[TUJUAN 1] Ubahlah bagian teks tentang sidang sengketa pemilu dari "Sedangkan di Dapil" sampai "jam 14.00 WIB." dengan mengganti "Nabire" menjadi "Mimika", lalu tuliskan hasilnya.
[TUJUAN 2] Lanjutkan teks tentang sidang sengketa pemilu dari bagian tempat teks itu berhenti.

[TEKS]
|---|
Selanjutnya, di dapil II Sulawesi Tenggara, perolehan Partai Demokrat di Kab.
Konawe dan Konawe Utara menurut form DC Prov. Sulawesi Tenggara sebesar 24.757
suara, sedangkan PAN 27.790 suara. Menurut Pemohon, Partai Demokrat memperoleh
21.721, sedangkan PAN memperoleh 24.237 suara. Menurut Pemohon, penggelembungan
suara PAN diduga dilakukan oknum KPUD Sulawesi Tenggara.
Kemudian, di samping pemilu DPR dan DPRD Provinsi, Pemohon juga keberatan
untuk pemilu anggota DPRD Kabupaten/Kota. Pemohon umumnya dalam dalil-dalil
permohonannya merasa kehilangan satu kursi di dapil-dapil tersebut. Pemohon
juga mengklaim terjadinya penggelembungan suara yang dilakukan partai lain,
pengurangan suaranya di tingkat PPK dan KPU Kabupaten/Kota, dan adanya
kesalahan penjumlahan suara.
Beberapa dapil yang disengketakan dan dibacakan di persidangan, yakni dapil
3 Kab. Sidrap Sulsel, dapil 3 Kab. Ketapang, dapil 2 Kab. Pulang Pisau Kalteng,
dapil 3 Bitung Sulut, dapil 1 Kota Manado, dapil Kab. Minahasa Utara, dapil 3
Kab. Lahat, dapil 2 Kota Sibolga, dapil 3 Kab. Samosir, dapil 2 Kab. Batubara,
dapil 5 Kab. Sumenep, dapil 3 Kota Surabaya, dapil 5 Kab. Jember, dapil Kab.
Cilacap, dapil 5 Kab Magelang, dapil 3 Kota Semarang, dapil 6 Kota Bekasi,
dapil 4 Kab. Aceh Utara, dapil 1 Kota Subussalam Aceh, dapil 2 Kab. Dompu,
dapil 1 Sumba Barat Daya, dapil 2 Kab. Rote Ndao, dapil 1 Kab Rote Ndao, dapil
2 Kab Memberamo Tengah, dapil 3 Kab. Memberamo Tengah, dapil 3 Kab Mammasa, dan
dapil 3 Kota Batam, dan Dapil 1 Kab. Nias Selatan.
Untuk permohonan di dapil II Sumatera Utara.di-drop karena kesalahan
sistematika, sebab di dapil tersebut telah masukkan sengketa anggota DPR.
Sedangkan di Dapil Nabire dikeluarkan dari permohonan, karena menurut Pemohon,
data pendukungnya tidak lengkap.
Perbaikan permohonan terdapat kejanggalan teknis berdasar permohonan lama
saat dibacakan. Atas hal demikian, Muktie menasihati, ”Yang baru belum ada ya?
Jadi yang baru harap diserahkan setelah jum’atan.Untuk perbaikan, harap
dicocokkan dengan permohonan yang lama, biar tidak ada penyelundupan dapil
baru. Yang keliru-keliru kecil tadi juga diperbaiki.”
Ketua Panel Hakim Muktie Fadjar kemudian melakukan skors pada pukul
11.30 WIB dan sidang dilanjutkan untuk sesi kedua dengan agenda jawaban
Termohon dan Turut Termohon yang dimulai kembali sekitar jam 14.00 WIB.
|---|
[DATA TERSIMPAN]
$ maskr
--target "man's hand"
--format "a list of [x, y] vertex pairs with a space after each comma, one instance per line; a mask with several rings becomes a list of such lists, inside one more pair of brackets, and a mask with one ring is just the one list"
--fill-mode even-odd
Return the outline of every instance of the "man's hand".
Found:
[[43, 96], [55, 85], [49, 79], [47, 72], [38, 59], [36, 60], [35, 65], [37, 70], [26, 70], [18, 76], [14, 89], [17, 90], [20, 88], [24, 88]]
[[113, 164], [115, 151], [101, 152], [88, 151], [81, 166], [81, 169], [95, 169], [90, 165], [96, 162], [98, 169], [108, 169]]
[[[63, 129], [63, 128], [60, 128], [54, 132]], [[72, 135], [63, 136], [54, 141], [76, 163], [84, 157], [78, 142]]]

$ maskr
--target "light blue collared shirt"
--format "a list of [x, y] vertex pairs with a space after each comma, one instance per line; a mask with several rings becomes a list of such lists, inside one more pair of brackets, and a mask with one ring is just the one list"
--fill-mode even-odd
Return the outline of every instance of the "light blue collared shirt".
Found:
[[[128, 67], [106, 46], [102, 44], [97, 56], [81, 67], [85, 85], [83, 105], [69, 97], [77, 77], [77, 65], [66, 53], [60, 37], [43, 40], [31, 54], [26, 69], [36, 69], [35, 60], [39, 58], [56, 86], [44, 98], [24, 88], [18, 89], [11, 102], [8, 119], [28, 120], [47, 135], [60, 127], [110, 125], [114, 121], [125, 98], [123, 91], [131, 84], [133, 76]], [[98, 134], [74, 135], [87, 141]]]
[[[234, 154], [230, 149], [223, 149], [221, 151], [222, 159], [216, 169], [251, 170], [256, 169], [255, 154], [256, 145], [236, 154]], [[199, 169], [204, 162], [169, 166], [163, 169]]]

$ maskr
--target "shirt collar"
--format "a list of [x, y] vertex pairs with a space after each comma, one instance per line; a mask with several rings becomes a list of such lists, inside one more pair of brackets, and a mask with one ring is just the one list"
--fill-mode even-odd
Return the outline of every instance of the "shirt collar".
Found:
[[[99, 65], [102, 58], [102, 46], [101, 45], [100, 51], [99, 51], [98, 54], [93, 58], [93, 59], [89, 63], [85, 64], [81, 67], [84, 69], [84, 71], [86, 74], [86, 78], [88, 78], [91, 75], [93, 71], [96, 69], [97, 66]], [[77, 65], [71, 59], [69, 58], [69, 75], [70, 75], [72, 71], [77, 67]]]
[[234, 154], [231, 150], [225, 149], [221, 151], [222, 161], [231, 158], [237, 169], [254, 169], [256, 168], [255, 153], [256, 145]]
|---|
[JAWABAN TERTULIS 1]
Sedangkan di Dapil Mimika dikeluarkan dari permohonan, karena menurut Pemohon,
data pendukungnya tidak lengkap.
Perbaikan permohonan terdapat kejanggalan teknis berdasar permohonan lama
saat dibacakan. Atas hal demikian, Muktie menasihati, ”Yang baru belum ada ya?
Jadi yang baru harap diserahkan setelah jum’atan.Untuk perbaikan, harap
dicocokkan dengan permohonan yang lama, biar tidak ada penyelundupan dapil
baru. Yang keliru-keliru kecil tadi juga diperbaiki.”
Ketua Panel Hakim Muktie Fadjar kemudian melakukan skors pada pukul
11.30 WIB dan sidang dilanjutkan untuk sesi kedua dengan agenda jawaban
Termohon dan Turut Termohon yang dimulai kembali sekitar jam 14.00 WIB.

[JAWABAN TERTULIS 2]
KPU Surabaya Minta Permohonan PD Dikabulkan
Di dapil 3 Kota Surabaya di Kec. Rungkut, Partai Demokrat mengklaim
memperoleh 294 suara, sedangkan versi KPU memperoleh 220 suara. Pengurangan
sebesar 74 suara berakibat akibat kehilangan 1 kursi, sehingga Partai Demokrat
dalam permohonan yang diajukan ke Mahkamah Konstitusi (MK) menuntut suara yang
benar adalah 294 suara. Menanggapi keberatan perolehan suara ini KPU Surabaya
justru dalam keterangannya memohon permohonan ini dikabulkan.
Partai Demokrat pada sesi pertama sekitar pukul 10 WIB membacakan
pokok-pokok permohonannya di 37 dapil, termasuk di dapil 3 Surabaya pada
pemeriksaan pertama, Jumat (22/5). Sidang diteruskan pada sesi kedua setelah shalat
jum’at dengan dengan agenda mendengar jawaban Termohon/Turut Termohon.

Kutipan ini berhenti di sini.